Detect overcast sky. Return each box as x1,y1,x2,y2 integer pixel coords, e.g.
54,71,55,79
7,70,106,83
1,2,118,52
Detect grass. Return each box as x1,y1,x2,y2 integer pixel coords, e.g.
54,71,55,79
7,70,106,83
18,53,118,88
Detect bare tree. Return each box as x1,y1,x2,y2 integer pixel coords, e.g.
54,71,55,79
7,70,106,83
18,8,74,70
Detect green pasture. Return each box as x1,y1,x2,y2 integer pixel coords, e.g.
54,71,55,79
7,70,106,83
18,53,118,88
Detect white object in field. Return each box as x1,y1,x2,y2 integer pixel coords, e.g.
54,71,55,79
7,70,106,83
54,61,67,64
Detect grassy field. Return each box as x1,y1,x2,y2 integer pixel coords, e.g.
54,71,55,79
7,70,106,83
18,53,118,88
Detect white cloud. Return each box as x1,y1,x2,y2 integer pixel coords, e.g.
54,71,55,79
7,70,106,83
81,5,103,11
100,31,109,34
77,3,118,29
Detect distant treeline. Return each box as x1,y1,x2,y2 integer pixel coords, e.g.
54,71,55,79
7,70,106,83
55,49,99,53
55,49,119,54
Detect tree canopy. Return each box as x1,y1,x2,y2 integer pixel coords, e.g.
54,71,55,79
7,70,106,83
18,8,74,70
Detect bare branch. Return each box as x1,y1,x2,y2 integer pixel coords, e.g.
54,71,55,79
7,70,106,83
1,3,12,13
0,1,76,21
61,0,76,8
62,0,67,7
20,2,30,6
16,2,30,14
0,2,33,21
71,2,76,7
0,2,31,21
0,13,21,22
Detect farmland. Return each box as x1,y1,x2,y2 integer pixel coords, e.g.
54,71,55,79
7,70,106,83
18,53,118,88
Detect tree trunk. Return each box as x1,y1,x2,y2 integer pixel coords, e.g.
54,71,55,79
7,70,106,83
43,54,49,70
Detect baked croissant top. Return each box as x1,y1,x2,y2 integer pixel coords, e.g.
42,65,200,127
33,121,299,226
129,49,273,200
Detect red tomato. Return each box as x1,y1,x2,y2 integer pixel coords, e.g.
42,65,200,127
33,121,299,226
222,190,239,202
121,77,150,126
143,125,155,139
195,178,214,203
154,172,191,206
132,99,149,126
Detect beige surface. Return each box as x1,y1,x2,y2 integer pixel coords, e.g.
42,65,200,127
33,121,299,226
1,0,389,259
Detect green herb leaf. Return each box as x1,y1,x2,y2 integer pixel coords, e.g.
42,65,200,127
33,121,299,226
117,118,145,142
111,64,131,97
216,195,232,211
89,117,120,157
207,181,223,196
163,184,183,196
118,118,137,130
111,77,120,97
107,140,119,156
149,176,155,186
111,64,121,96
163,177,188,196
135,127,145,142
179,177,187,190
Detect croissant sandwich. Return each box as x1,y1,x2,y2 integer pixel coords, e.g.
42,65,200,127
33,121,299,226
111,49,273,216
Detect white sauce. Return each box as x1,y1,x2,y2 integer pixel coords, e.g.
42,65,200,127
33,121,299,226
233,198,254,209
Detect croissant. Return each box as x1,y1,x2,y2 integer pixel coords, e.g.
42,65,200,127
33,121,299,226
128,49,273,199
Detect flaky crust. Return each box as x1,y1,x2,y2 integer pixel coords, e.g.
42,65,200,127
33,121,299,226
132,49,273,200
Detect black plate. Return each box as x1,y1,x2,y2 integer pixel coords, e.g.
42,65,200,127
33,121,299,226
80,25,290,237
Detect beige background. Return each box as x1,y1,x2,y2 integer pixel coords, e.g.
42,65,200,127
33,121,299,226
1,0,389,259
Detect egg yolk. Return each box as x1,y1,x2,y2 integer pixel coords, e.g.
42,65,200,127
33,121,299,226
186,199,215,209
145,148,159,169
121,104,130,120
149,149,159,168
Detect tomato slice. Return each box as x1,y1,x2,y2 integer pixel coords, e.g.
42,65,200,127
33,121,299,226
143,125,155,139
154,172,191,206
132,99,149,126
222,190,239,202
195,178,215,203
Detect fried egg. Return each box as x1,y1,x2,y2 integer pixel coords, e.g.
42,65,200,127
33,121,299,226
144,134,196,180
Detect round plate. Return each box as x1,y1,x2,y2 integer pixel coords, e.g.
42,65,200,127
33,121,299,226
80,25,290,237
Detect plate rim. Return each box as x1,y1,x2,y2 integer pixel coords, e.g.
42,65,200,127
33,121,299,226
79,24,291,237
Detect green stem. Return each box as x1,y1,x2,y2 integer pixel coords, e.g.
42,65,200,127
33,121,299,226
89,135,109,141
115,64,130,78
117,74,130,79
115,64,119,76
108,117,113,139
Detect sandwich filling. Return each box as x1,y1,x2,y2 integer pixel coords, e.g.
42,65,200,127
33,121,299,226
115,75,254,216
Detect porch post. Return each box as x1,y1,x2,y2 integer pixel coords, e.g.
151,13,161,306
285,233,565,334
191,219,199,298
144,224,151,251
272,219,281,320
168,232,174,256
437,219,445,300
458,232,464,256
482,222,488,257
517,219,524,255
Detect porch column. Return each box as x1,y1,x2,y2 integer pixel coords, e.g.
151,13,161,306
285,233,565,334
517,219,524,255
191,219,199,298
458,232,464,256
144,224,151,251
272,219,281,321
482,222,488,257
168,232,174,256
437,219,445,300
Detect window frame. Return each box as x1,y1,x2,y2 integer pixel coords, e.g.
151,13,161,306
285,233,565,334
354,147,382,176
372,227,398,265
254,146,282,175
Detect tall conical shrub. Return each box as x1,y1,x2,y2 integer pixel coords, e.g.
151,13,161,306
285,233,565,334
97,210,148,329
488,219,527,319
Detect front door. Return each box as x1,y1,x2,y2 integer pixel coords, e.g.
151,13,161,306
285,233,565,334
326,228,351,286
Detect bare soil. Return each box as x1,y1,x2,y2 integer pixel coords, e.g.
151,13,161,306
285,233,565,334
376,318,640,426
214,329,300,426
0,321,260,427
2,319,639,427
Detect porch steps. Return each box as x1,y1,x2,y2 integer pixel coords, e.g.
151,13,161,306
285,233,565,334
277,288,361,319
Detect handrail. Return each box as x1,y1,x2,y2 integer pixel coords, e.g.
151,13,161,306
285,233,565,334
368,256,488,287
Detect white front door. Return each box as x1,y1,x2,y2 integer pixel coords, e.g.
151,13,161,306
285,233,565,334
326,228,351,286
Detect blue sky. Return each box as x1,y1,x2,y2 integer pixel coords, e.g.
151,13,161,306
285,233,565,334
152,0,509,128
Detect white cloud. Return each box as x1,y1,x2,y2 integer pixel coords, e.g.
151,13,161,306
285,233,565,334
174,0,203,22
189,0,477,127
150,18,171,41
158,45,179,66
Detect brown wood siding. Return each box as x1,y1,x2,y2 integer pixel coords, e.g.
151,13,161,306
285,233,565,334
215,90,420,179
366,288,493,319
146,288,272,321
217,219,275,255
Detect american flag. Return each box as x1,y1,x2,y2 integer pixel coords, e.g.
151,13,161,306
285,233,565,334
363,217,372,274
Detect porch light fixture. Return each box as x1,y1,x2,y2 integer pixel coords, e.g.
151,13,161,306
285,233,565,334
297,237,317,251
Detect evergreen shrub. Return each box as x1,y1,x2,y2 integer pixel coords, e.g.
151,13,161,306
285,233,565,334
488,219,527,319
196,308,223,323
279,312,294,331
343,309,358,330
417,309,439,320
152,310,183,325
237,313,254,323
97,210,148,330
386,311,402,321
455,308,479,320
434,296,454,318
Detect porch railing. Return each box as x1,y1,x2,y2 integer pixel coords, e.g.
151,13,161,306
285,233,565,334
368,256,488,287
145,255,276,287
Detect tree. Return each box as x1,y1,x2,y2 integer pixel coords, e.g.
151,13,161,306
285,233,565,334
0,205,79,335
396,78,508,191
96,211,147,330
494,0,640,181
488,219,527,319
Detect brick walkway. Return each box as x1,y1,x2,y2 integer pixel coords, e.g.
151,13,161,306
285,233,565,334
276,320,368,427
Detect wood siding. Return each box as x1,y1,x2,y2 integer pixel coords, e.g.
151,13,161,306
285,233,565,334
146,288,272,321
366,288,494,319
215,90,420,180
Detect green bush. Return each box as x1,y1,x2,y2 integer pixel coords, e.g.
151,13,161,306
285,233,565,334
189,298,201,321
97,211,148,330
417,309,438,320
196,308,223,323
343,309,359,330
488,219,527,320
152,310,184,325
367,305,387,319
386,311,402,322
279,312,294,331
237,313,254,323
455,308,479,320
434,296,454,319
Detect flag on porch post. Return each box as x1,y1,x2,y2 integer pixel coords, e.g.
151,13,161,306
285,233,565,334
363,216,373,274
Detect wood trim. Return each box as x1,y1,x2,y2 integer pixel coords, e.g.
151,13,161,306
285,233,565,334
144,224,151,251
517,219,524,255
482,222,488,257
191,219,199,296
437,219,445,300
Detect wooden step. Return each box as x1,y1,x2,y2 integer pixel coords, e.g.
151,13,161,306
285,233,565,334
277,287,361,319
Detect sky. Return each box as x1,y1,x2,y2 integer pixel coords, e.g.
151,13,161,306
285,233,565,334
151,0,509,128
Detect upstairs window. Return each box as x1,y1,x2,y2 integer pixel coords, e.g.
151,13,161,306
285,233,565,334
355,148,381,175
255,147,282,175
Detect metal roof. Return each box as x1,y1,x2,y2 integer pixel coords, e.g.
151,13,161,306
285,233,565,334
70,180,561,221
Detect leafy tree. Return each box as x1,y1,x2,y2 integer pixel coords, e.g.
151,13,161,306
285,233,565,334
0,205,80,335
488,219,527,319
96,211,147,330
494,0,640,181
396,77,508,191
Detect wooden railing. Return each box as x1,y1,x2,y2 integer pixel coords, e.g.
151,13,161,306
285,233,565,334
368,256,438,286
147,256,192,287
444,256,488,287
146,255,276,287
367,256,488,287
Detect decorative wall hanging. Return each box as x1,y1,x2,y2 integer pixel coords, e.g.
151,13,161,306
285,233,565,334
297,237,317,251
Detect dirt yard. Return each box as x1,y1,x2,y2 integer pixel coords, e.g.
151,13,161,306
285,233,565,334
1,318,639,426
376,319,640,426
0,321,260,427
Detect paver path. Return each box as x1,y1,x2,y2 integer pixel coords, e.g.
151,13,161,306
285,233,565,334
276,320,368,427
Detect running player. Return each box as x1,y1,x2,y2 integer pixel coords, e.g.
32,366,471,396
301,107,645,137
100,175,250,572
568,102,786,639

--

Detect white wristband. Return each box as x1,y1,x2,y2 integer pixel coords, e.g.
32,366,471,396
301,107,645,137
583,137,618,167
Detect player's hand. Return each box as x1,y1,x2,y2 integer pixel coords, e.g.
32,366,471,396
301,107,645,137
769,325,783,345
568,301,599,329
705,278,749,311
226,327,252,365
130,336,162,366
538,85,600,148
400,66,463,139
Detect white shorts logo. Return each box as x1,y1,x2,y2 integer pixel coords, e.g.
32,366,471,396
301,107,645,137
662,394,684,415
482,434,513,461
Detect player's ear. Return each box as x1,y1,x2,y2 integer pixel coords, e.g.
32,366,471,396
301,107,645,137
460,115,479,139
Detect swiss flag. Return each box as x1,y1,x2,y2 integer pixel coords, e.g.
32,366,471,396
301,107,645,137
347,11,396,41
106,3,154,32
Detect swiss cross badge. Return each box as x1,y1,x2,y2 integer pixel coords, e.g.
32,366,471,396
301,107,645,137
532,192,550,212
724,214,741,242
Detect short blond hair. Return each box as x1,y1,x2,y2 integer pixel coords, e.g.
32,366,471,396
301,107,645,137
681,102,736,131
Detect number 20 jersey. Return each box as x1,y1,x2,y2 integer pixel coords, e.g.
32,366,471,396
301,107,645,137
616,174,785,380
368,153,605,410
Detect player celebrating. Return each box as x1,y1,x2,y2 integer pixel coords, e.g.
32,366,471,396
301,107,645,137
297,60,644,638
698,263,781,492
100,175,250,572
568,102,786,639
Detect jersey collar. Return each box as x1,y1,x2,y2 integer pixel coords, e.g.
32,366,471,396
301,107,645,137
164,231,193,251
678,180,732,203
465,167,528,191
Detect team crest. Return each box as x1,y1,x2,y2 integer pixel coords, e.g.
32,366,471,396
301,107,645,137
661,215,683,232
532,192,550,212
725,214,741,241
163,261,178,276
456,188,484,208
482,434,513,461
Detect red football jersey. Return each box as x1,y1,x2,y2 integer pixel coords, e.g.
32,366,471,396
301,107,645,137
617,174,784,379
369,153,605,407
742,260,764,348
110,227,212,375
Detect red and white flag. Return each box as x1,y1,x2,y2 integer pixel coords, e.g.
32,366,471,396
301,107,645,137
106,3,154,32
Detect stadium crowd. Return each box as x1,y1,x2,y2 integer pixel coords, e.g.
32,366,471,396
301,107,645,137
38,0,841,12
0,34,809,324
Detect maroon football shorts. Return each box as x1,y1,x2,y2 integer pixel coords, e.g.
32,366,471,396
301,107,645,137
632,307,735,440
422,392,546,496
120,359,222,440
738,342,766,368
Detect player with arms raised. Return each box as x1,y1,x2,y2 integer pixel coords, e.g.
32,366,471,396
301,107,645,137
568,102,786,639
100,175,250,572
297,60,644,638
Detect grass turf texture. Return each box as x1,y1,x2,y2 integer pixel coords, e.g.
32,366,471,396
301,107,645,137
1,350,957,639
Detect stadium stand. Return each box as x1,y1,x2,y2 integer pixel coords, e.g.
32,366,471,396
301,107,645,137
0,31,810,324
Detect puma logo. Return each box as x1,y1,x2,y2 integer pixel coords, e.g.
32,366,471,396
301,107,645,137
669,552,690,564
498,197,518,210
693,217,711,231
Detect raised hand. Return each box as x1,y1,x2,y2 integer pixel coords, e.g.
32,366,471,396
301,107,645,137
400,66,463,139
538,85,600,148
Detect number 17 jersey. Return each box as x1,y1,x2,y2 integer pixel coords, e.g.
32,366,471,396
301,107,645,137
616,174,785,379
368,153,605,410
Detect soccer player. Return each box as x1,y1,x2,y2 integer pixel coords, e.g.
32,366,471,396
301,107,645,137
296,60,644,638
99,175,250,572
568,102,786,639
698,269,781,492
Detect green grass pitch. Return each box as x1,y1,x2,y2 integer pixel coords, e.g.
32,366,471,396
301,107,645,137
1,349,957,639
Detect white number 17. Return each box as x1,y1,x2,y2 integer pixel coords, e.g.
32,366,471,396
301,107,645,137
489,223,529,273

_Instructions for the task:_
The lines to copy are those above that contain the string "croissant".

_Task answer:_
Detect baked croissant top. Return each box as x1,y1,x2,y2 integer pixel coords, e.g.
Detect croissant sandwich. Return each box as x1,y1,x2,y2 integer pixel coords, e.g.
Detect croissant. Return each box as x1,y1,x2,y2 integer pixel coords, e.g.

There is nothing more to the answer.